§ **To be done**
Beginning with the line where "of the pitched" appears, restate the lines word for word through the last one in the listing.

§

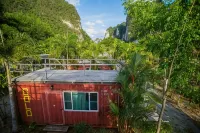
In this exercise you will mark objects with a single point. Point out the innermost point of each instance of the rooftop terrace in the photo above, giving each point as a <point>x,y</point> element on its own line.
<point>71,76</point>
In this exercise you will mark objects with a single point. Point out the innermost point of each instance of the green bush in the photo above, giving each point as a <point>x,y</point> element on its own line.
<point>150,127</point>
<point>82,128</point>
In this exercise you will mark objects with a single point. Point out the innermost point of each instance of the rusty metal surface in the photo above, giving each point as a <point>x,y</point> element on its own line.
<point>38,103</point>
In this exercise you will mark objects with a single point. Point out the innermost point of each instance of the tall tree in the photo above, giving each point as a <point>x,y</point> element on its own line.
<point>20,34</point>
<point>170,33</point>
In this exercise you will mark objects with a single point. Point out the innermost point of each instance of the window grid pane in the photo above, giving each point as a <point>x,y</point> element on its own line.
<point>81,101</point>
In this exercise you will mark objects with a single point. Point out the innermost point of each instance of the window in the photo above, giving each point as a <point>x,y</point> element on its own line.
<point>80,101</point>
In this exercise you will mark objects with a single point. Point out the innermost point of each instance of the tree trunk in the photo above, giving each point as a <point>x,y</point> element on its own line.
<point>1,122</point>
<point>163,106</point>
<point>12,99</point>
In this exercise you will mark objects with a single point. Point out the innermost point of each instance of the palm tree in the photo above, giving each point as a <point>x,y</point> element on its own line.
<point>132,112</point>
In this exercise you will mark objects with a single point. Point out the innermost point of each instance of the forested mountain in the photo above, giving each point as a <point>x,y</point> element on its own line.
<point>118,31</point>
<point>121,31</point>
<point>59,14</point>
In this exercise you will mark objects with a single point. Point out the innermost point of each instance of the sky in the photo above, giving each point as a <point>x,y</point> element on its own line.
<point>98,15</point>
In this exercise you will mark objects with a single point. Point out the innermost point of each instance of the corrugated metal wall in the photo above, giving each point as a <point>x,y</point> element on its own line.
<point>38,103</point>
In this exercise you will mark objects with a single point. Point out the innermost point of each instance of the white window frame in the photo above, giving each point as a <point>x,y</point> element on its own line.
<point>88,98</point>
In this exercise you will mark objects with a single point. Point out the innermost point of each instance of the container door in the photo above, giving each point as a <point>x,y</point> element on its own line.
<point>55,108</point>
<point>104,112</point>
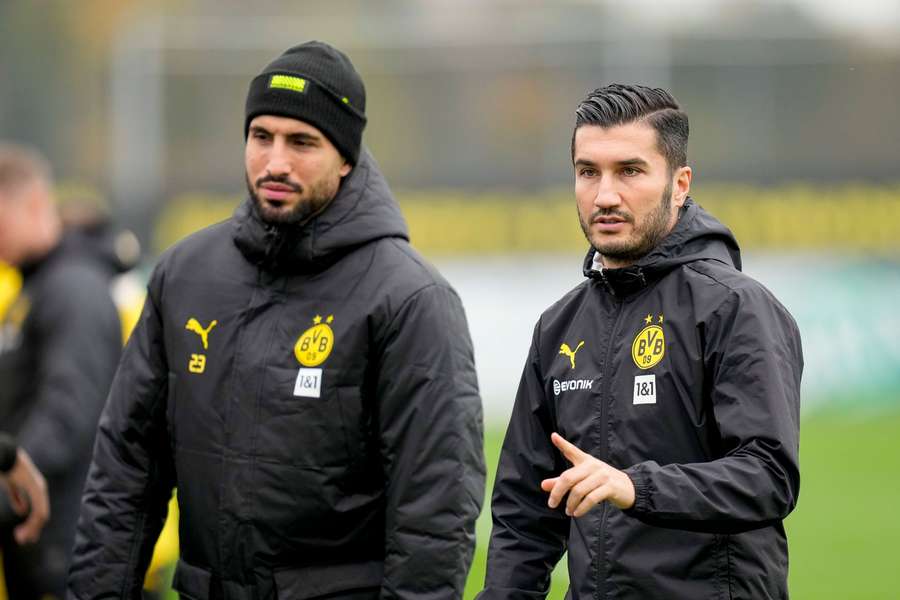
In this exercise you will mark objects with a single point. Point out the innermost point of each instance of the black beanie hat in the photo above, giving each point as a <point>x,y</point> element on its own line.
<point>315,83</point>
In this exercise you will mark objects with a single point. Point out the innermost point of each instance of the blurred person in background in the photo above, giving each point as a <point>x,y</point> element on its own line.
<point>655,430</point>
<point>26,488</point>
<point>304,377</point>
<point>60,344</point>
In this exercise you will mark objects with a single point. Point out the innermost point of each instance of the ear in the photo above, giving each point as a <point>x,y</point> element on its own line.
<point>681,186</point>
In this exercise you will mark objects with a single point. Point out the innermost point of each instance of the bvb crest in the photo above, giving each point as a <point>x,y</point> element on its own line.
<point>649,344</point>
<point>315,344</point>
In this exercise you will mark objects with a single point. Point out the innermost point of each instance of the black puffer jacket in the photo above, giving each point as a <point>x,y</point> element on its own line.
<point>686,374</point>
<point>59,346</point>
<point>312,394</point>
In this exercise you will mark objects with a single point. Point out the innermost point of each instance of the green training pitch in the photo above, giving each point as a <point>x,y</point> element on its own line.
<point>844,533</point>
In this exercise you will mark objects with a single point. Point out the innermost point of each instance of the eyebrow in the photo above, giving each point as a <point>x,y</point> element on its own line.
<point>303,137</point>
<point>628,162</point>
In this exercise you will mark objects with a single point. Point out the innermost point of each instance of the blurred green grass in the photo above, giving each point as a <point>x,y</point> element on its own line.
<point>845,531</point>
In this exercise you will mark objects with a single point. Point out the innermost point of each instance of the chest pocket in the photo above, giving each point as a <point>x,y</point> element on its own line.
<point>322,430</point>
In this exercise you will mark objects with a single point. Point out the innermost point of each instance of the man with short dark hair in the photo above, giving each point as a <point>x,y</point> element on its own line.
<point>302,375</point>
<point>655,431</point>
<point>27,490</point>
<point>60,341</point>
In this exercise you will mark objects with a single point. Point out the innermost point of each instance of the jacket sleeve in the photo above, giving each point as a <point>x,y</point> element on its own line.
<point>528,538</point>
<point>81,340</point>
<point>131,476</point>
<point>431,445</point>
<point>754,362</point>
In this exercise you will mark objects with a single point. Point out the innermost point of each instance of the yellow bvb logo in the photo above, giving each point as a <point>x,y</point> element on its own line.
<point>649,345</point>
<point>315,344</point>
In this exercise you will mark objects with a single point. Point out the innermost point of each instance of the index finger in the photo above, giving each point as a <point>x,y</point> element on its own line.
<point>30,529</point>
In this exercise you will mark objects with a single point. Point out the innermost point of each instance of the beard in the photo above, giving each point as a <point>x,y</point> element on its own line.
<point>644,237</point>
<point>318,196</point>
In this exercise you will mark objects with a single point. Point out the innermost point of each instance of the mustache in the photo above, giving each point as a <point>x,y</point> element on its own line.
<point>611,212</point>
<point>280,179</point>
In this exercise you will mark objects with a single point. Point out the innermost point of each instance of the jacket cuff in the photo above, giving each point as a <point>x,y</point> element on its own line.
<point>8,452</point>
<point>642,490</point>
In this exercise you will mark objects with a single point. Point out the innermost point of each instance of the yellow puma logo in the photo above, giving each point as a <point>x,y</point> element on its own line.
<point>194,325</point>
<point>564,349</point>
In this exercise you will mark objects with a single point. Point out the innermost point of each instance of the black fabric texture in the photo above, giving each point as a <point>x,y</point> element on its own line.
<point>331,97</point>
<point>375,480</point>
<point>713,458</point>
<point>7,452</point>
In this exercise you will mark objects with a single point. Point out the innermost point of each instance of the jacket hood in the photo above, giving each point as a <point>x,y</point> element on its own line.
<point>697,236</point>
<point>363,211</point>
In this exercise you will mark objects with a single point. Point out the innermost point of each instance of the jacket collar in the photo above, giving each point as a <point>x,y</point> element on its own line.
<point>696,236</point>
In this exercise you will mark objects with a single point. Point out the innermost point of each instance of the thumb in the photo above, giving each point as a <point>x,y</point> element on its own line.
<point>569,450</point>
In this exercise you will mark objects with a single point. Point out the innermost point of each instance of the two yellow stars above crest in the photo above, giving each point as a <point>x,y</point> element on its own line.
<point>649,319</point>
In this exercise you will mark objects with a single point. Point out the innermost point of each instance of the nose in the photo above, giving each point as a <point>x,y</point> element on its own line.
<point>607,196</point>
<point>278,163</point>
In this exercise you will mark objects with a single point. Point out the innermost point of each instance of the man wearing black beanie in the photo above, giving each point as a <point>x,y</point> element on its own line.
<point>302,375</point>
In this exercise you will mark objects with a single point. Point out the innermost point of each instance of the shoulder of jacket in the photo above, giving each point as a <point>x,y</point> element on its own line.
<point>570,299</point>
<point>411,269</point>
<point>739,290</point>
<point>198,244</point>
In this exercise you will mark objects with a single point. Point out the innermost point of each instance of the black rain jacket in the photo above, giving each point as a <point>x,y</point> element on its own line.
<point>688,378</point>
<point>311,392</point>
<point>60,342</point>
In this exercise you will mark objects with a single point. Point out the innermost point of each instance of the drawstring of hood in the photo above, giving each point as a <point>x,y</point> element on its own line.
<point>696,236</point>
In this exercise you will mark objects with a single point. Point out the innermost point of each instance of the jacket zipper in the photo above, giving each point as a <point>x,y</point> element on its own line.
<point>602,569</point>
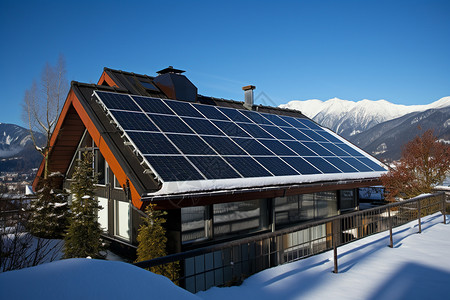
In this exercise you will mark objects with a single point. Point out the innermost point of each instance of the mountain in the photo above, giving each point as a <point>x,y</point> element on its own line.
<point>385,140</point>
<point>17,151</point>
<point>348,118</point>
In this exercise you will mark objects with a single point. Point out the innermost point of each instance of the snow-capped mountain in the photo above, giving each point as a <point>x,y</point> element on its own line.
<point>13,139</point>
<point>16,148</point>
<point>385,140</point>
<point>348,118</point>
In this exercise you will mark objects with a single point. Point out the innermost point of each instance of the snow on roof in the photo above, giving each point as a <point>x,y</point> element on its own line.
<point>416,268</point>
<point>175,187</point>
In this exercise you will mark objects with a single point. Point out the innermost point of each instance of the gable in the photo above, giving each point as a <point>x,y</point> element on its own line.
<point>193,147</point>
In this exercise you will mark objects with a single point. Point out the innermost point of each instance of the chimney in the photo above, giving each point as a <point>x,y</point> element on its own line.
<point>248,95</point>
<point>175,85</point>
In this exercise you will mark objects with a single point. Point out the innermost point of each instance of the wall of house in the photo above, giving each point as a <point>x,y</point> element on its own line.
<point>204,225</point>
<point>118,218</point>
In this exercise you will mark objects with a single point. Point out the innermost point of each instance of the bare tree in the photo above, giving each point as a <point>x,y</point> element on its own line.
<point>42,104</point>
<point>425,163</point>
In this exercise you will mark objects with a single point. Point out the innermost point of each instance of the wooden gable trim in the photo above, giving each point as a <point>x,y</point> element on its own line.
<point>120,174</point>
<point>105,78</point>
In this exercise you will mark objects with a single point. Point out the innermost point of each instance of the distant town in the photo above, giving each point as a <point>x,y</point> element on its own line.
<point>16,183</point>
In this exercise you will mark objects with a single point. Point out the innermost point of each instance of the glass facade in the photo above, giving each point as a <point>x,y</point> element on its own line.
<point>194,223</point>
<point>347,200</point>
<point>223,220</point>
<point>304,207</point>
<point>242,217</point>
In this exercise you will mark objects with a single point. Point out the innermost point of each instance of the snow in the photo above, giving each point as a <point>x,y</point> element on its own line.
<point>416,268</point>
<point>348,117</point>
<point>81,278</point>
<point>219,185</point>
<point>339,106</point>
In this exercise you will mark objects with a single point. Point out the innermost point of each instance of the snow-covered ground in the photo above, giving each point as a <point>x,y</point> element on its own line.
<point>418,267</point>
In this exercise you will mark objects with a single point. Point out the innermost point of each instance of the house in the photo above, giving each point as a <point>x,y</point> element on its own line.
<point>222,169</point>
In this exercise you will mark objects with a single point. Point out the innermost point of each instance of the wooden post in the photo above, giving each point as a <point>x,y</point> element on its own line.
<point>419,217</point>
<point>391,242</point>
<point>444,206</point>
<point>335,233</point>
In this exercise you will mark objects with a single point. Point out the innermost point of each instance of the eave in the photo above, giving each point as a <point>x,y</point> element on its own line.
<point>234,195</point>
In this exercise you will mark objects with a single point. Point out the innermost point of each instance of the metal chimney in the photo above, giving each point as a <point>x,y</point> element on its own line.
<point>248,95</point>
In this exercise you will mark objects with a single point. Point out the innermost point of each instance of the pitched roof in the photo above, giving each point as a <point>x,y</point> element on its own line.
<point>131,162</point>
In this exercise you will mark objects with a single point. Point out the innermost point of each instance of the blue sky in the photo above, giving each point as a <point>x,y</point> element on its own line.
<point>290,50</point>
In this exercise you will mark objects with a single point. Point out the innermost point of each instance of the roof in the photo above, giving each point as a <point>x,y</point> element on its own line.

§

§ **Exercise response**
In this exercise you will mark objects with a single point. Point out the innermost point of each instance of the pitched roof in the photo above, giving each point as a <point>x,y</point> element on its own line.
<point>131,162</point>
In this exercise you will mark objects with a single point. Point out the innermost point of each instance of the blue sky in the photo above, giving each point as a <point>x,y</point> element on its own line.
<point>290,50</point>
In this exercise you will mark objects with a single point. Point out the innermost point of each instance of the roof in the photo above, giving each point as a <point>x,y</point> element on its own line.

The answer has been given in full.